# GOAL
From the listing below, lay out as a JSON list of strings every line between the one holding "storm cloud in" and the one holding "[466,272,493,348]", inclusive, one string per line and blank lines skipped. Leave the pictures out of the answer.

··· INFORMATION SUPPLIED

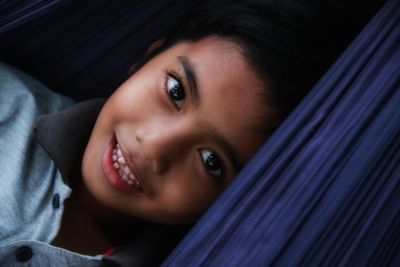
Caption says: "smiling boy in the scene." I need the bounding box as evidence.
[0,1,376,266]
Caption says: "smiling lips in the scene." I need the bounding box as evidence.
[112,144,143,191]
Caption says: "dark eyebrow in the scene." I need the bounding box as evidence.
[178,56,199,105]
[178,56,244,172]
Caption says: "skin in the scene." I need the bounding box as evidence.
[82,37,269,224]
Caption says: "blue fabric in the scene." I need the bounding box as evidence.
[163,0,400,266]
[0,64,101,266]
[0,0,204,100]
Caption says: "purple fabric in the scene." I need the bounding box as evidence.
[0,0,200,99]
[163,0,400,266]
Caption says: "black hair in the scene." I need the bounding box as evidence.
[134,0,378,132]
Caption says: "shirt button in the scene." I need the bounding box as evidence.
[52,193,60,209]
[15,246,33,262]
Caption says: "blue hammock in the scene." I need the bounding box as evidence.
[0,0,400,266]
[164,0,400,267]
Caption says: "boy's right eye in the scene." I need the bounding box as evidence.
[167,75,185,110]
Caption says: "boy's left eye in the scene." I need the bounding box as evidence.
[200,149,223,179]
[167,75,185,110]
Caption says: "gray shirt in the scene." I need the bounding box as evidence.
[0,64,102,266]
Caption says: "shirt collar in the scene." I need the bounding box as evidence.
[34,99,105,183]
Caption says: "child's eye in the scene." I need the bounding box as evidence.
[200,149,223,179]
[167,75,185,110]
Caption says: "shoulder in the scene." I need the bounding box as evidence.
[0,63,74,115]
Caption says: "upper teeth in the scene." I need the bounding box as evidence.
[112,144,141,190]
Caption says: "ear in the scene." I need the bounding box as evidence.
[147,38,166,54]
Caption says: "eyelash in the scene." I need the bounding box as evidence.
[165,72,186,111]
[199,148,225,183]
[165,72,225,183]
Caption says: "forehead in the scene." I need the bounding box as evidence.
[167,38,269,166]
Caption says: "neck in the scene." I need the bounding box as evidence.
[53,176,138,255]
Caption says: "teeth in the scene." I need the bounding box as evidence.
[112,144,142,190]
[124,166,131,175]
[117,155,126,164]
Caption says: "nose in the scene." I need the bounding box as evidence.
[136,122,199,174]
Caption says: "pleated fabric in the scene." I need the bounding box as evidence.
[163,0,400,267]
[0,0,200,100]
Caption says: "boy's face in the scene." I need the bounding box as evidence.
[82,38,268,223]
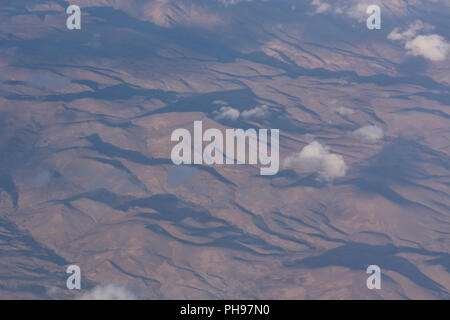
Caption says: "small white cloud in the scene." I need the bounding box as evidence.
[387,20,450,61]
[387,20,433,41]
[283,141,347,181]
[352,126,384,143]
[214,107,240,120]
[335,107,355,116]
[241,105,270,119]
[405,34,450,61]
[79,284,137,300]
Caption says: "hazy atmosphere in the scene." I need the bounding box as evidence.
[0,0,450,299]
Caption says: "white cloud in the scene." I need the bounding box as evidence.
[335,107,355,116]
[283,141,347,181]
[405,34,450,61]
[79,284,137,300]
[388,20,433,41]
[352,126,384,143]
[241,104,270,119]
[311,0,331,13]
[388,20,450,61]
[213,105,270,121]
[214,107,240,120]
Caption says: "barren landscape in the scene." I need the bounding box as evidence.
[0,0,450,299]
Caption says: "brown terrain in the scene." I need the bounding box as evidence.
[0,0,450,299]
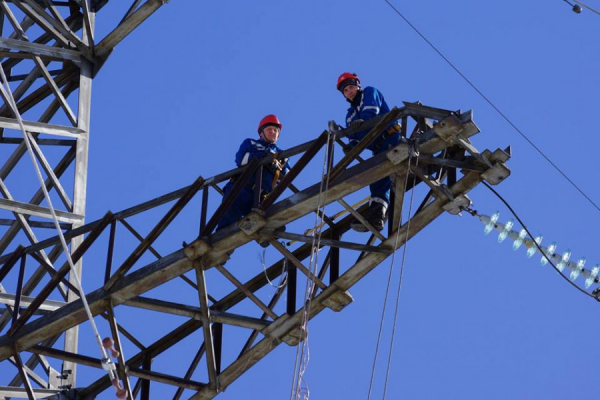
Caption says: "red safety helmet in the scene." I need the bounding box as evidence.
[337,72,360,91]
[258,114,283,135]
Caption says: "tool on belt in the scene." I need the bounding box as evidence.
[373,122,402,150]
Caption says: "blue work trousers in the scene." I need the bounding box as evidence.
[217,181,254,230]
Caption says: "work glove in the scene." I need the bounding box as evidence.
[348,119,365,129]
[271,160,285,171]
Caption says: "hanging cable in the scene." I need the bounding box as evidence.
[384,0,600,211]
[383,155,419,400]
[367,151,414,399]
[0,68,127,398]
[573,0,600,15]
[258,245,288,289]
[563,0,581,14]
[475,181,598,300]
[290,126,335,400]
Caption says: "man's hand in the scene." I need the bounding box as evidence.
[348,119,365,129]
[271,160,284,171]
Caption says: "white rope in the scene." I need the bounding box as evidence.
[367,148,414,399]
[290,130,335,400]
[0,68,123,390]
[383,155,419,400]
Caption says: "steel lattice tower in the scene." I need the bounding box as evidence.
[0,0,510,399]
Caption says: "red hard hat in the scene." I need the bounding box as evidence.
[258,114,283,134]
[337,72,360,90]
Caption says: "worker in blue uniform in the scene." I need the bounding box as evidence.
[337,72,402,232]
[217,114,290,230]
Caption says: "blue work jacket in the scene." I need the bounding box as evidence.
[346,86,400,151]
[235,138,290,193]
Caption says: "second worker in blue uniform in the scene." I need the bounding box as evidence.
[217,114,290,230]
[337,72,402,232]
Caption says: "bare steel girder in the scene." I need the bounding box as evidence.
[0,0,173,398]
[0,103,510,399]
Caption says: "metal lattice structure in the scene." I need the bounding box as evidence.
[0,94,510,399]
[0,0,173,397]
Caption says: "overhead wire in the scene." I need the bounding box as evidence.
[384,0,600,211]
[482,181,598,300]
[383,154,419,400]
[573,0,600,15]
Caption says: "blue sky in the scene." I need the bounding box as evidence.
[3,0,600,400]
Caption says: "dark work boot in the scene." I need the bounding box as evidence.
[350,201,387,232]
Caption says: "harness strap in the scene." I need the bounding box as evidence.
[373,122,402,150]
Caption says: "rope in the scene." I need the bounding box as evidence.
[367,142,418,399]
[0,68,123,392]
[290,126,335,400]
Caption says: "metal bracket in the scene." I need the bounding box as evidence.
[183,238,212,261]
[442,194,473,215]
[322,289,354,312]
[237,209,267,236]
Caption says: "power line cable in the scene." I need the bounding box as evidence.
[573,0,600,15]
[384,0,600,211]
[482,181,598,300]
[383,151,419,400]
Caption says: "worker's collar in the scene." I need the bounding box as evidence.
[346,88,363,107]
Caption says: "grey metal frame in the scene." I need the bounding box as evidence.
[0,0,172,398]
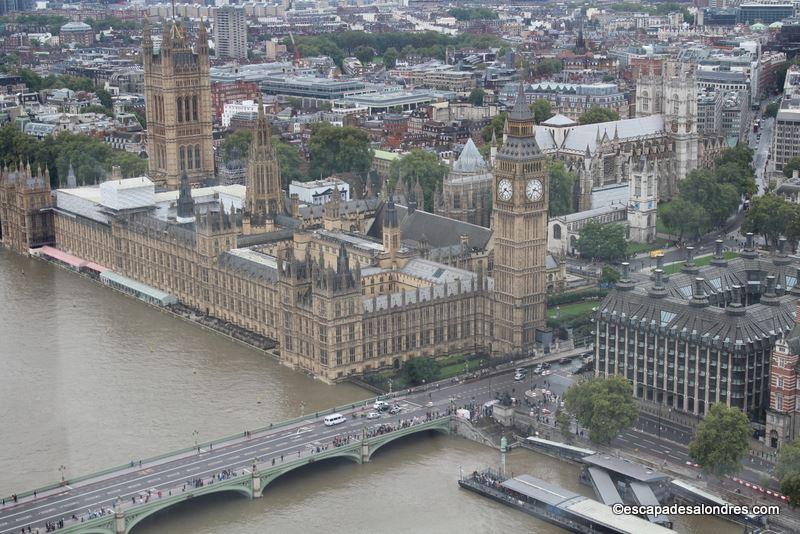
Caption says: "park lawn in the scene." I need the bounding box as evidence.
[547,300,598,320]
[664,250,739,274]
[626,238,668,256]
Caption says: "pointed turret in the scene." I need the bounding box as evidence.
[67,160,78,189]
[176,171,194,224]
[509,82,533,121]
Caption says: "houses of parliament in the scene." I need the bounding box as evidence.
[0,18,549,382]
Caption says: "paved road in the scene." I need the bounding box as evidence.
[0,358,588,534]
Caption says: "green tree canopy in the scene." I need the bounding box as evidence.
[0,125,147,187]
[564,376,639,443]
[533,58,564,76]
[689,403,752,476]
[308,122,374,179]
[742,194,798,244]
[659,196,710,240]
[678,170,740,228]
[389,150,448,212]
[578,106,619,124]
[353,45,375,65]
[530,98,555,124]
[448,7,498,20]
[403,356,439,386]
[578,221,627,261]
[468,87,486,106]
[547,160,575,217]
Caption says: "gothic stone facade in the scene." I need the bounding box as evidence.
[0,163,54,254]
[142,22,214,190]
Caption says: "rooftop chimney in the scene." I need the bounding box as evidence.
[711,239,728,267]
[742,232,758,260]
[691,276,708,308]
[681,247,699,274]
[616,261,633,291]
[725,285,745,315]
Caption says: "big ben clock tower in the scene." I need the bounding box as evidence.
[492,84,549,354]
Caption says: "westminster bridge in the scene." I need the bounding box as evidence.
[0,390,466,534]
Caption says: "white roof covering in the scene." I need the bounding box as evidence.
[542,113,578,126]
[535,115,664,152]
[453,138,486,173]
[564,499,675,534]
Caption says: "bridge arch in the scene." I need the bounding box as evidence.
[367,422,450,460]
[125,486,251,532]
[258,448,361,491]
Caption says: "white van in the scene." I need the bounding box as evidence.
[324,413,347,426]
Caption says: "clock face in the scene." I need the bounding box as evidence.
[525,179,544,202]
[497,178,513,201]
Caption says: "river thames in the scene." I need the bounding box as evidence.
[0,248,740,534]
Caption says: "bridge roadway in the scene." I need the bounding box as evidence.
[0,364,554,534]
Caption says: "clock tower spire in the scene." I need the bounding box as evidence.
[492,83,549,354]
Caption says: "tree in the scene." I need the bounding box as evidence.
[564,376,639,443]
[94,89,114,110]
[383,46,400,69]
[742,194,797,249]
[764,102,780,119]
[403,356,439,386]
[547,160,575,217]
[659,196,709,240]
[578,221,627,261]
[678,170,740,227]
[689,403,752,476]
[389,150,447,212]
[272,135,308,189]
[578,106,619,124]
[530,98,555,124]
[600,265,620,284]
[468,87,486,106]
[481,112,508,146]
[783,157,800,178]
[308,122,373,178]
[222,130,253,163]
[353,46,375,65]
[533,58,564,76]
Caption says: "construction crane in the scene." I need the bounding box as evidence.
[289,30,300,67]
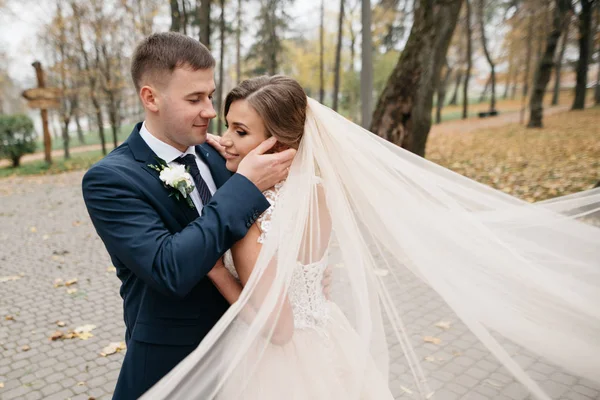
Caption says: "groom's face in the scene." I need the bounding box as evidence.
[158,68,216,151]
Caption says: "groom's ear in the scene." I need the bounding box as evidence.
[140,85,158,112]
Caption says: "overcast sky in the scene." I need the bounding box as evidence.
[0,0,328,87]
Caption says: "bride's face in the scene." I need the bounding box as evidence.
[221,100,267,172]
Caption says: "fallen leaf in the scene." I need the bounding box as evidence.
[400,386,412,394]
[484,379,502,387]
[100,342,127,357]
[50,331,65,341]
[423,336,442,344]
[0,275,21,282]
[73,324,96,333]
[435,321,452,331]
[77,332,94,340]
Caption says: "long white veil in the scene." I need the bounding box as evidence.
[139,99,600,399]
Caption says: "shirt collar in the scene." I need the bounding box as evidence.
[140,121,196,164]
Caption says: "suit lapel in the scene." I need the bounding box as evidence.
[127,123,198,226]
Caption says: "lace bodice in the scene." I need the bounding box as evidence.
[224,182,329,329]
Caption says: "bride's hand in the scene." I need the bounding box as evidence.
[206,257,229,282]
[206,133,225,158]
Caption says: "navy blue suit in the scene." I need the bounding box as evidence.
[83,124,269,399]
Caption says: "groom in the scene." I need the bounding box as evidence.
[83,32,294,399]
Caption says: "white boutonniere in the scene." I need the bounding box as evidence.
[148,158,196,208]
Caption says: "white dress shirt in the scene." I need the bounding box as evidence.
[140,121,217,209]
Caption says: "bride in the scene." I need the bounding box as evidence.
[143,76,600,400]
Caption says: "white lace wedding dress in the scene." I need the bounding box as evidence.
[218,182,394,400]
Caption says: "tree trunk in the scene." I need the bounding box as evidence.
[169,0,181,32]
[371,0,462,156]
[108,104,119,149]
[198,0,211,49]
[62,118,71,160]
[479,75,492,103]
[519,10,534,124]
[527,0,571,128]
[92,101,106,155]
[510,65,520,100]
[594,0,600,105]
[217,0,225,136]
[181,0,188,35]
[522,11,534,98]
[435,63,452,124]
[552,13,571,106]
[235,0,242,85]
[75,112,85,144]
[333,0,344,111]
[502,48,514,100]
[572,0,594,110]
[594,6,600,105]
[594,47,600,106]
[448,69,463,106]
[463,0,473,119]
[479,0,496,111]
[360,0,370,128]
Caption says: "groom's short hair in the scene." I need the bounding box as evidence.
[131,32,215,93]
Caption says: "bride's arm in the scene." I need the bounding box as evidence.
[207,258,242,304]
[231,224,294,344]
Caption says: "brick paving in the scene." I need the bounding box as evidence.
[0,172,600,400]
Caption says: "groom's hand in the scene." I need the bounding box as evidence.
[206,133,225,158]
[237,137,296,192]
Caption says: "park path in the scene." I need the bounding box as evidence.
[0,105,571,168]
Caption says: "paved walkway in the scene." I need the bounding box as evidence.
[0,172,600,400]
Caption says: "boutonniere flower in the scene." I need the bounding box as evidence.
[148,158,196,208]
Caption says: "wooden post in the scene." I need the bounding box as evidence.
[31,61,52,164]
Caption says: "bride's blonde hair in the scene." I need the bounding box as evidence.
[224,75,308,149]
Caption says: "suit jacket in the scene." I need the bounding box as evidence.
[83,123,269,399]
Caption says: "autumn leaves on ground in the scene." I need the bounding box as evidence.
[0,104,600,202]
[427,107,600,202]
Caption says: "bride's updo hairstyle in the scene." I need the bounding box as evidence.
[225,75,307,149]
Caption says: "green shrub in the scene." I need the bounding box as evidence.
[0,114,36,167]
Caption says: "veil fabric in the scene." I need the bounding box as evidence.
[143,98,600,399]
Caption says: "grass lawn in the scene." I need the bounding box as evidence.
[0,150,102,178]
[426,107,600,202]
[36,124,135,151]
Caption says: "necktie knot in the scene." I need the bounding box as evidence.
[175,154,212,205]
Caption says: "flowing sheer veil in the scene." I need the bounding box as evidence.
[144,99,600,399]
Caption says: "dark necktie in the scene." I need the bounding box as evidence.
[175,154,212,205]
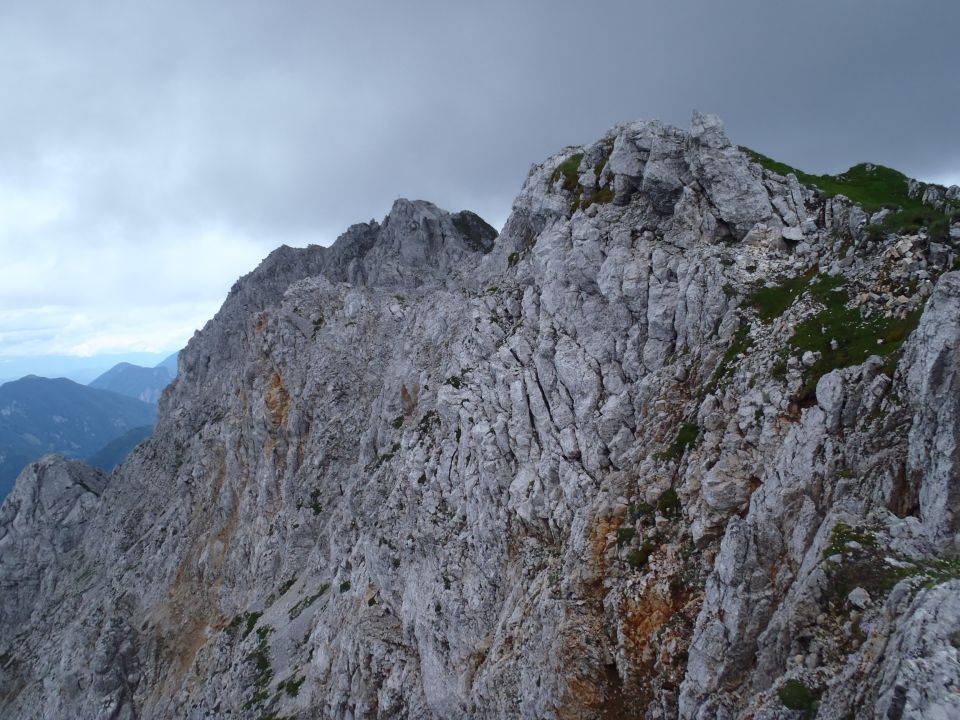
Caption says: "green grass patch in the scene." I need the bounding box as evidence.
[450,210,497,253]
[657,488,682,518]
[777,678,820,718]
[277,675,306,697]
[740,147,960,237]
[654,423,700,460]
[550,153,583,192]
[789,276,921,404]
[744,272,815,324]
[617,527,637,547]
[823,522,960,610]
[288,583,330,620]
[243,627,273,710]
[702,325,753,395]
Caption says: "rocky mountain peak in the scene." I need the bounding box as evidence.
[0,114,960,720]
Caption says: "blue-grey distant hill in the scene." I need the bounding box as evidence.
[0,375,157,498]
[90,352,179,404]
[87,425,153,472]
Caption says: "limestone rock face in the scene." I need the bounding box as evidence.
[0,114,960,720]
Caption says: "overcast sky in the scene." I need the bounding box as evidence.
[0,0,960,357]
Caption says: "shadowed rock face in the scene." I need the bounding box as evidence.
[0,114,960,719]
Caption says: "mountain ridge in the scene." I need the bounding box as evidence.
[0,114,960,720]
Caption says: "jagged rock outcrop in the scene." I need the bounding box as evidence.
[0,114,960,718]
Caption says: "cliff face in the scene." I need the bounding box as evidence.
[0,115,960,719]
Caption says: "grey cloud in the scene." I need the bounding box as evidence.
[0,0,960,354]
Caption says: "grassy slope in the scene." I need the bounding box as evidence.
[740,147,960,238]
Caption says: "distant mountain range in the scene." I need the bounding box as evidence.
[0,352,180,500]
[0,375,157,497]
[90,353,179,404]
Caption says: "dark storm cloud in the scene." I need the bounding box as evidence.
[0,0,960,354]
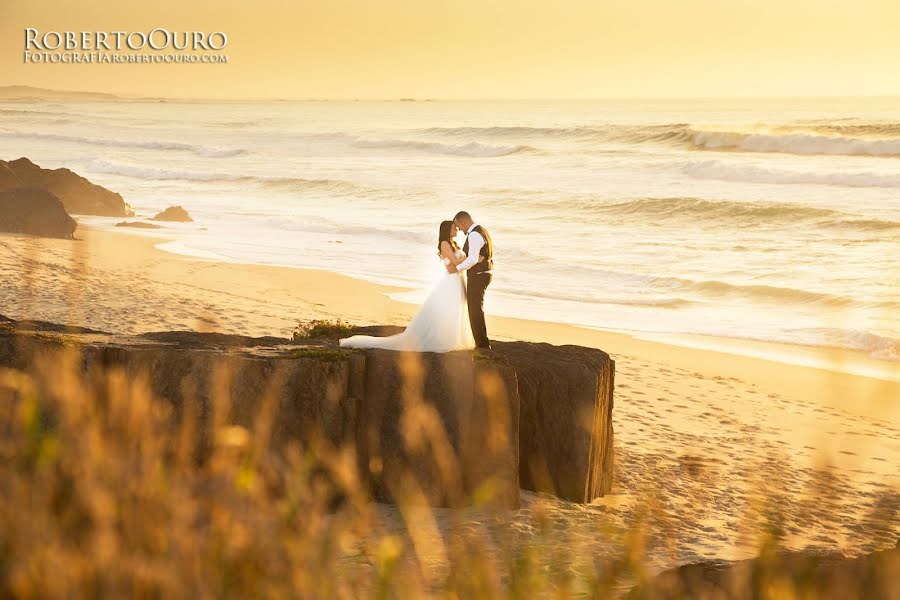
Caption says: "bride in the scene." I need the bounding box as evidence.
[340,221,475,352]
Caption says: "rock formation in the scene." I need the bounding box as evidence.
[495,342,615,502]
[0,158,134,217]
[0,187,78,239]
[153,206,194,223]
[0,317,614,507]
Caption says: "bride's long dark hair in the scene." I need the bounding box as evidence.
[438,221,459,254]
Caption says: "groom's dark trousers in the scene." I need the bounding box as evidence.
[466,272,493,348]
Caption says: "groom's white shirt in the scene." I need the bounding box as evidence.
[456,223,484,272]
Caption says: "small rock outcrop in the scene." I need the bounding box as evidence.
[0,187,78,239]
[0,317,614,508]
[0,157,134,217]
[153,206,194,223]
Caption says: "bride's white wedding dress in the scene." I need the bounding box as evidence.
[341,250,475,352]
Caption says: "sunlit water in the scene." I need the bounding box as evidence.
[0,98,900,361]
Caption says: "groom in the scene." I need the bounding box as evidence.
[447,210,494,350]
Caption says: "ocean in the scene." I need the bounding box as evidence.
[0,98,900,361]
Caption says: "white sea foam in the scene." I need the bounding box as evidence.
[684,160,900,188]
[691,130,900,156]
[0,130,244,158]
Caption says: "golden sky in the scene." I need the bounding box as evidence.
[0,0,900,98]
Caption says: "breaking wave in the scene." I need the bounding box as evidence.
[353,139,535,158]
[88,159,360,190]
[596,198,900,231]
[0,130,244,158]
[684,160,900,188]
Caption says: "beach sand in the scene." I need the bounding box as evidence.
[0,228,900,570]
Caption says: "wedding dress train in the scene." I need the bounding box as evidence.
[340,251,475,352]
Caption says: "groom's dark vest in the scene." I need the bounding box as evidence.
[463,225,494,275]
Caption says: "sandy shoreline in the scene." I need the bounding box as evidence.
[0,223,900,566]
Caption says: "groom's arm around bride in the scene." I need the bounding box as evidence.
[447,211,494,349]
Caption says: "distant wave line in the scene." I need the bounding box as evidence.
[0,130,244,158]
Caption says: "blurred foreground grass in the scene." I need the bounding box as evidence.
[0,348,900,599]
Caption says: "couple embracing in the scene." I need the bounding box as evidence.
[341,211,494,352]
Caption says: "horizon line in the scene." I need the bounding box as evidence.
[0,84,900,102]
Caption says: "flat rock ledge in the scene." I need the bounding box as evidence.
[0,316,615,508]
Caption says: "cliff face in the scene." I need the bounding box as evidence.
[0,317,614,507]
[0,157,134,217]
[0,188,78,239]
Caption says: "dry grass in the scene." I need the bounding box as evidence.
[0,348,900,598]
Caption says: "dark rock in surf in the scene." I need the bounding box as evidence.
[153,206,194,223]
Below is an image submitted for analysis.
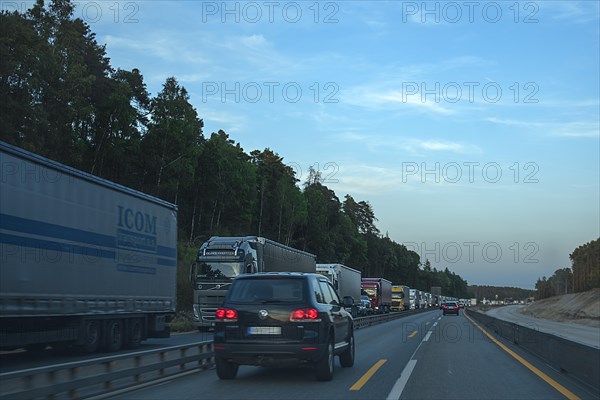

······

# TASK RESULT
[
  "Caption says: \"dark storm cloud in the scene.\" I need the bounding box as evidence.",
  "[0,0,960,354]",
  "Caption says: \"bride in the scene.\" I need the bounding box as evidence.",
  "[340,221,475,352]",
  "Caption says: \"rock formation in the scene.\" I need the bounding box as evidence.",
  "[495,342,615,502]",
  "[0,158,134,217]",
  "[0,187,78,239]",
  "[153,206,194,223]",
  "[0,317,614,507]",
  "Caption says: \"bride's long dark hair in the scene.\" I need the bounding box as evidence.",
  "[438,221,459,254]",
  "Caption says: \"groom's dark trousers in the scene.\" I need the bounding box as evidence.",
  "[466,272,493,348]"
]